▶ [YOUR GOAL] Print all of the data exactly, but drop the pictures.

[SOURCE RECORDS Boundary: Start]

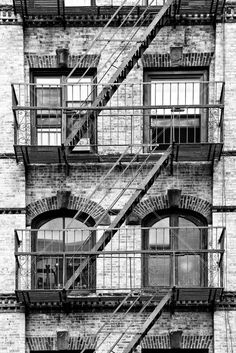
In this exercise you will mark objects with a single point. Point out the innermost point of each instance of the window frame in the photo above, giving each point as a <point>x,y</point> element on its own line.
<point>42,219</point>
<point>174,222</point>
<point>200,74</point>
<point>60,74</point>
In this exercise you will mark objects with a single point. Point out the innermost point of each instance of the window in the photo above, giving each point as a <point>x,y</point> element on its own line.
<point>171,239</point>
<point>56,243</point>
<point>77,3</point>
<point>175,350</point>
<point>53,122</point>
<point>176,121</point>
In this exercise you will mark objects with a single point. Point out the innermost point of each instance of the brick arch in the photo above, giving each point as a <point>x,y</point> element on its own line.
<point>187,202</point>
<point>64,199</point>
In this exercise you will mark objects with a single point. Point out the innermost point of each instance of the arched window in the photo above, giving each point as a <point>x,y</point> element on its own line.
<point>176,243</point>
<point>57,242</point>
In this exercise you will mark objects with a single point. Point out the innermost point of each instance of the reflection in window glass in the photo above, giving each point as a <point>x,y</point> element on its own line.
<point>77,2</point>
<point>56,237</point>
<point>180,268</point>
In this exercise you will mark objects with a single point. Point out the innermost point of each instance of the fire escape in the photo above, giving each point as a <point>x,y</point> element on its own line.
<point>144,162</point>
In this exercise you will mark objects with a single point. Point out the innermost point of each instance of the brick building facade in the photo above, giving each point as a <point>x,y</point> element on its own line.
<point>117,164</point>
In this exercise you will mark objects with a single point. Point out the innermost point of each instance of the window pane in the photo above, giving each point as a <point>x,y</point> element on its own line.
<point>159,270</point>
<point>175,92</point>
<point>48,137</point>
<point>77,2</point>
<point>79,90</point>
<point>159,237</point>
<point>189,270</point>
<point>189,235</point>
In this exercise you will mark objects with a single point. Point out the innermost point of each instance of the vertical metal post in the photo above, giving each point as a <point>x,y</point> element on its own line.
<point>130,272</point>
<point>64,270</point>
<point>173,269</point>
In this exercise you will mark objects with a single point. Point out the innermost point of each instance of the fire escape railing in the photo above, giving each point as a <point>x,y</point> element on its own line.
<point>46,259</point>
<point>121,121</point>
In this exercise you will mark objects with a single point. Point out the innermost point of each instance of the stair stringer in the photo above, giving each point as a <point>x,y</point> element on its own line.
<point>82,124</point>
<point>153,317</point>
<point>124,213</point>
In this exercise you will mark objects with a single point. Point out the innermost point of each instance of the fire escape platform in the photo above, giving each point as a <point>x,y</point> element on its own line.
<point>50,11</point>
<point>199,152</point>
<point>196,296</point>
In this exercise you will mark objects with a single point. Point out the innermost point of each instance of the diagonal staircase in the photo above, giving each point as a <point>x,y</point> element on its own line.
<point>118,329</point>
<point>81,125</point>
<point>140,191</point>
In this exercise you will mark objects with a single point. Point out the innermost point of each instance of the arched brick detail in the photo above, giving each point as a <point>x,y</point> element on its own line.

[SOURCE RECORDS Boundary: End]

▶ [ANSWER AREA]
In this exercise you will mark objects with a single point. Point out the innermost point of each instance of the window frame in the photo above, giving each point as a <point>x,y</point> element on its own line.
<point>42,219</point>
<point>174,222</point>
<point>200,74</point>
<point>60,74</point>
In this exercise you will mark objects with a single point. Point out the innermost point of each instance of the window in the photo above, giving each point as a <point>x,y</point> element on its own line.
<point>171,239</point>
<point>56,243</point>
<point>77,3</point>
<point>175,350</point>
<point>53,122</point>
<point>176,121</point>
In this exercise you will mark objects with a single point. Point out the innermost point of each instance of the brick arch in the photo above, giving each point as a <point>x,y</point> element on its own line.
<point>187,202</point>
<point>64,199</point>
In this exercise you will mark objects with a single point. Point out the innermost point of each instance of the arched window in the photo above, giving each point as a <point>x,y</point> element on its own line.
<point>176,243</point>
<point>57,242</point>
In this exercise you will mark objects with a single point. Point out the innermost point of each instance of the reflection in window glass in the photo above, giving each point as a <point>x,y</point> element on its own line.
<point>77,2</point>
<point>56,237</point>
<point>180,268</point>
In this exercise you will mark objects with a single point. Point out the innermost point of each instance of the fire escape in the photo above, giving each point as a <point>x,y</point> element on its own line.
<point>144,162</point>
In this exercise you will mark objects with a single point. Point out the innermost point of each instance of the brick building facade in the photo above, giving each point as a <point>x,y</point> element on its own line.
<point>117,164</point>
In this exercise you will mark objects with a single point. Point out the innermost point of each instance of the window pane in the photo above, giving each point as a <point>x,y</point> element on its own line.
<point>159,270</point>
<point>175,92</point>
<point>48,137</point>
<point>77,2</point>
<point>79,90</point>
<point>159,237</point>
<point>189,270</point>
<point>189,235</point>
In this exercise you will mark objects with a single point. Point out the innermost point of each instance of the vertical metal post in the photo above, giving each point as a <point>x,y</point> element on its own line.
<point>130,272</point>
<point>64,270</point>
<point>173,269</point>
In this exercise you will mark objects with a single point. Point out the innermost point of each instance of the fire escape railing in the photo above, giving each point as a <point>x,y</point> element on its own line.
<point>46,259</point>
<point>121,121</point>
In this exercise you will mark objects with a single point. Point out the innermost point of each instance of the stair stringer in the photo above, giving each point as a <point>x,y</point> element on its own line.
<point>82,124</point>
<point>153,317</point>
<point>124,213</point>
In this exercise you will mark objects with a single point. Point out the innermost point of each instance of the fire escape platform in the photo above, giving each point as a <point>x,y</point> element on its own line.
<point>50,11</point>
<point>199,152</point>
<point>196,296</point>
In this exercise you will mark objects with a single point. Point out the innermost point of each instance of the diagonal staircase in the photo above, giving each point as a <point>x,y</point> element on its own line.
<point>118,329</point>
<point>81,125</point>
<point>140,191</point>
In this exercise you will mark objects with a single point. Point out the innermost point of each instance of the arched brick detail in the photo above, giving each point as a <point>x,y</point> element on its own line.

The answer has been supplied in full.